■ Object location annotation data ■
******************************
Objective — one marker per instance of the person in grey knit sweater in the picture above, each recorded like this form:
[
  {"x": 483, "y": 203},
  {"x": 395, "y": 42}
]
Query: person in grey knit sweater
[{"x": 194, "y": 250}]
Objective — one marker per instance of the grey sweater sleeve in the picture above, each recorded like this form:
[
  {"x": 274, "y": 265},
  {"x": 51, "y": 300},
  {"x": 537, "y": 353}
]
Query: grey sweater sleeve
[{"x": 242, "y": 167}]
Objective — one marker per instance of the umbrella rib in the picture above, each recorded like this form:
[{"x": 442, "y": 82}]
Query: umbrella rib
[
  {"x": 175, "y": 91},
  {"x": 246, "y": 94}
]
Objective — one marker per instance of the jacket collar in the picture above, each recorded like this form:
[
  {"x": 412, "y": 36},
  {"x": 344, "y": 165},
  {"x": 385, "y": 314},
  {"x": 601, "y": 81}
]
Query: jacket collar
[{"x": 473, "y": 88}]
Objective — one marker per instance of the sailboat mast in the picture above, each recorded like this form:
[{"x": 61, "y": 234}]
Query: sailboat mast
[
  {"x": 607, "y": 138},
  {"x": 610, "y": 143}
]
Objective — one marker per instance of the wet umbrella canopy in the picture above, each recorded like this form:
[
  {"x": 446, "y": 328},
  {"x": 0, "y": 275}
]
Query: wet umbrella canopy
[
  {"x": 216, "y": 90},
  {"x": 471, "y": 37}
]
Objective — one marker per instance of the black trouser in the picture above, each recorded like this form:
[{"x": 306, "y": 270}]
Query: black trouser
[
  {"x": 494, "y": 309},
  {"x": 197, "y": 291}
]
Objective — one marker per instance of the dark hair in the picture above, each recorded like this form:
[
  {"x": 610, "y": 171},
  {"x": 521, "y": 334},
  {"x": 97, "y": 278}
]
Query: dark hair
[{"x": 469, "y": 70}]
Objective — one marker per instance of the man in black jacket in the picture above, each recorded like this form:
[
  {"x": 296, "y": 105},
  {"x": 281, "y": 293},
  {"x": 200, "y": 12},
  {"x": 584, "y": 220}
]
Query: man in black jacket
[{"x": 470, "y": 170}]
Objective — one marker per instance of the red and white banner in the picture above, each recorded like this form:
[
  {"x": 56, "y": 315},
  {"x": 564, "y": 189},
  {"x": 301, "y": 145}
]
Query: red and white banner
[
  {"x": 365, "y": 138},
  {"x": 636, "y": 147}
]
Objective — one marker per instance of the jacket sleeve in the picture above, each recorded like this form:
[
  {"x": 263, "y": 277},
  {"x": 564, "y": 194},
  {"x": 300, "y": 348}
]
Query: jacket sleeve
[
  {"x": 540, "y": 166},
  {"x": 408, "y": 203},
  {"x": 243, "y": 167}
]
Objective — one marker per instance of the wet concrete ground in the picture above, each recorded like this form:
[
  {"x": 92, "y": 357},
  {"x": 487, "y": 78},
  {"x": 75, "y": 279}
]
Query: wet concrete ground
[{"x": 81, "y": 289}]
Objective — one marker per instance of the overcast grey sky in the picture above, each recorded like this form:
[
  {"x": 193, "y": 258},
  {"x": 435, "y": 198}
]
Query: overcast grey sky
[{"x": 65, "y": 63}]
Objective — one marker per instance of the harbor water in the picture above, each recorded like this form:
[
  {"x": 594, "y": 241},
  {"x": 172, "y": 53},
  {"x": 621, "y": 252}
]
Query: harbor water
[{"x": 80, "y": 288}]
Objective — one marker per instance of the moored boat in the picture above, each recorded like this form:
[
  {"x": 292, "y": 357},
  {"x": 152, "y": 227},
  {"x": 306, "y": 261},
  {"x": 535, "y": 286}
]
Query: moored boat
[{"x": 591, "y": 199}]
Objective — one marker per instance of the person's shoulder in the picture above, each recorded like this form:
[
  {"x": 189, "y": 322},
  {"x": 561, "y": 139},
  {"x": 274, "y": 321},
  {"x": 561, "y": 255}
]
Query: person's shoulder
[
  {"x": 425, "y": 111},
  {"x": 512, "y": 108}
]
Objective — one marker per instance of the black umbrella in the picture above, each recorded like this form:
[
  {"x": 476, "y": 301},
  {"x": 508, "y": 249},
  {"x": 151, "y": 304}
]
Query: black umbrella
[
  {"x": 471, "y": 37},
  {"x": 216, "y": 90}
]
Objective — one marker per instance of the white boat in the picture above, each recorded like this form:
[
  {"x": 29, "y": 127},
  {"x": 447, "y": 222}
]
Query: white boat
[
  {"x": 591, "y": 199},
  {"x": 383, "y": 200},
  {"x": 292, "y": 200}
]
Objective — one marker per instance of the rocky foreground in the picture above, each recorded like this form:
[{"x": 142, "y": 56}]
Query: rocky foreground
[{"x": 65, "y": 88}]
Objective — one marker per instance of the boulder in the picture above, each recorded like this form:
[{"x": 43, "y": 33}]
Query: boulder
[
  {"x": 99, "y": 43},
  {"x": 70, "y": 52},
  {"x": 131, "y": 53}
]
******************************
Give again only the lines starting at the one that contains "Objective — one marker per instance of the moored" and running to the end of the data.

Objective — one marker per instance of the moored boat in the picture above, each recorded like this form:
[
  {"x": 292, "y": 357},
  {"x": 152, "y": 227},
  {"x": 306, "y": 261},
  {"x": 535, "y": 286}
]
Query: moored boat
[{"x": 591, "y": 199}]
Objective — one marker per instance of the person's shoulder in the picture above, each recorded like this form:
[
  {"x": 189, "y": 322},
  {"x": 561, "y": 139},
  {"x": 274, "y": 321},
  {"x": 561, "y": 255}
]
Query: person's shoulder
[
  {"x": 425, "y": 111},
  {"x": 512, "y": 108}
]
Objective — one marker per instance of the black umbrella in the picture above, each recorded like this form:
[
  {"x": 476, "y": 301},
  {"x": 508, "y": 249},
  {"x": 151, "y": 304}
]
Query: black umbrella
[
  {"x": 471, "y": 37},
  {"x": 216, "y": 90}
]
Objective — one marker per instance of the white boat in the picture above, each recorded like this form:
[
  {"x": 29, "y": 127},
  {"x": 447, "y": 222}
]
Query: white boat
[
  {"x": 591, "y": 199},
  {"x": 383, "y": 200},
  {"x": 292, "y": 200}
]
Objective — one marker per instance of the rocky foreground in the picture above, each recorded like this form:
[{"x": 142, "y": 56}]
Query: rocky foreground
[{"x": 65, "y": 88}]
Objective — one marker per instance of the boulder in the picture above, each recorded like this form:
[{"x": 43, "y": 33}]
Query: boulder
[
  {"x": 99, "y": 43},
  {"x": 70, "y": 52},
  {"x": 131, "y": 53}
]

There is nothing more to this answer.